What is required> Locate every line in the listing below that contains the word "blue" and copy each such line in full.

Records for the exercise>
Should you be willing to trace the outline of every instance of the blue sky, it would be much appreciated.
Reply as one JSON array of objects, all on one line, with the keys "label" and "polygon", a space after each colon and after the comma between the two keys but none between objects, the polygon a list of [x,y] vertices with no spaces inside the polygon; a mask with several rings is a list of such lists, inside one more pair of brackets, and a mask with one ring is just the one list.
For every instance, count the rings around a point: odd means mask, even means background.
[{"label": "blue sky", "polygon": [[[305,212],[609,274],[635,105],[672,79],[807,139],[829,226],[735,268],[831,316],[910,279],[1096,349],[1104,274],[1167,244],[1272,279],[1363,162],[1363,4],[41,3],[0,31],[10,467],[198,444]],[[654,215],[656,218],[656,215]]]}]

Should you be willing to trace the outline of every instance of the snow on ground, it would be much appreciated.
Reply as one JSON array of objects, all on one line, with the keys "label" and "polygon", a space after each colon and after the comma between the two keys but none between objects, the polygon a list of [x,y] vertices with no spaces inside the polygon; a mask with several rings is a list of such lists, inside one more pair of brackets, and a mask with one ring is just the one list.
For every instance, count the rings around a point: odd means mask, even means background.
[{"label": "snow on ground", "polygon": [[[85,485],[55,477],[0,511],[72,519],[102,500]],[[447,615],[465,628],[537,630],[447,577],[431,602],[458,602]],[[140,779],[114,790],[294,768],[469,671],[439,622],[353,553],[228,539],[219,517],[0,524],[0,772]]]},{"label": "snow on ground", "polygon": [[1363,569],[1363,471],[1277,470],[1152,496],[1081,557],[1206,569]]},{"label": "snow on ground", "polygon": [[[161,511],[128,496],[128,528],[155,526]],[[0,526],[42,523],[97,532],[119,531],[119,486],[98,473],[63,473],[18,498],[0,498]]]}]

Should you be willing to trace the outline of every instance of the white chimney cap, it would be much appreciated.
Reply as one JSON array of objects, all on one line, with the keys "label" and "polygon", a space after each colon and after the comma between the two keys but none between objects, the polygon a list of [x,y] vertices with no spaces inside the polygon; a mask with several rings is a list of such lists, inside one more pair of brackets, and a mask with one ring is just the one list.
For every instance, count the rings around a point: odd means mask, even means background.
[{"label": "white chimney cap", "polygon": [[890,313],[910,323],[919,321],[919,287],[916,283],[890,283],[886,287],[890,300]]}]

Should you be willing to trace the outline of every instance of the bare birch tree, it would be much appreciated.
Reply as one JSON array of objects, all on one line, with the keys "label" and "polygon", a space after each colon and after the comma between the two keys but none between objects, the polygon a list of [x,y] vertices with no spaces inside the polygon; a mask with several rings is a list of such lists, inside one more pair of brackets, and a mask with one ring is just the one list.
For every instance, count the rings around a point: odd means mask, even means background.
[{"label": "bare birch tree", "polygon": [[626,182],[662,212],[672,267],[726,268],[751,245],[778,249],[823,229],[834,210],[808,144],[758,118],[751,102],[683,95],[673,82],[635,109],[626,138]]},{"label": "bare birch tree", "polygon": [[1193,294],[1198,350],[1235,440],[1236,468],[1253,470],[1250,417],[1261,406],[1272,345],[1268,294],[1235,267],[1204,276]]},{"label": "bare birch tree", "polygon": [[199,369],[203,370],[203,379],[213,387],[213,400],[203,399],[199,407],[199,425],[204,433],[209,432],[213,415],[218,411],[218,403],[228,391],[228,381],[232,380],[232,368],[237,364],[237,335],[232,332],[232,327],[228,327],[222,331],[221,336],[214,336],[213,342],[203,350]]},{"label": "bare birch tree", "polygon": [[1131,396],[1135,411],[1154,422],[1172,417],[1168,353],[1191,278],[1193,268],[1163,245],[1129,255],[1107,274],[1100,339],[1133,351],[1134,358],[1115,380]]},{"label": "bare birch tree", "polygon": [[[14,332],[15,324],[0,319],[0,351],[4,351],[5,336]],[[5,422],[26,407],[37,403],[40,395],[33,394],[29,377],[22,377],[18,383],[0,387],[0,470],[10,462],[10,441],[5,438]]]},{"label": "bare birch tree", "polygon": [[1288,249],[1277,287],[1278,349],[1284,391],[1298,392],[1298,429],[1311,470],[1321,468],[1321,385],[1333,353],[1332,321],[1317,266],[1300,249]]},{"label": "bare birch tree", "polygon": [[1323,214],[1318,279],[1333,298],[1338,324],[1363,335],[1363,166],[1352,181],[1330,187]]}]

Task output>
Should you be willing to trace the outline of every instance of the blue sky, it would be much appreciated.
[{"label": "blue sky", "polygon": [[[305,212],[609,274],[635,105],[672,79],[807,139],[829,226],[735,268],[831,316],[910,279],[1096,349],[1104,274],[1167,244],[1272,279],[1363,162],[1363,4],[41,3],[0,31],[10,467],[198,444]],[[654,215],[656,218],[656,215]]]}]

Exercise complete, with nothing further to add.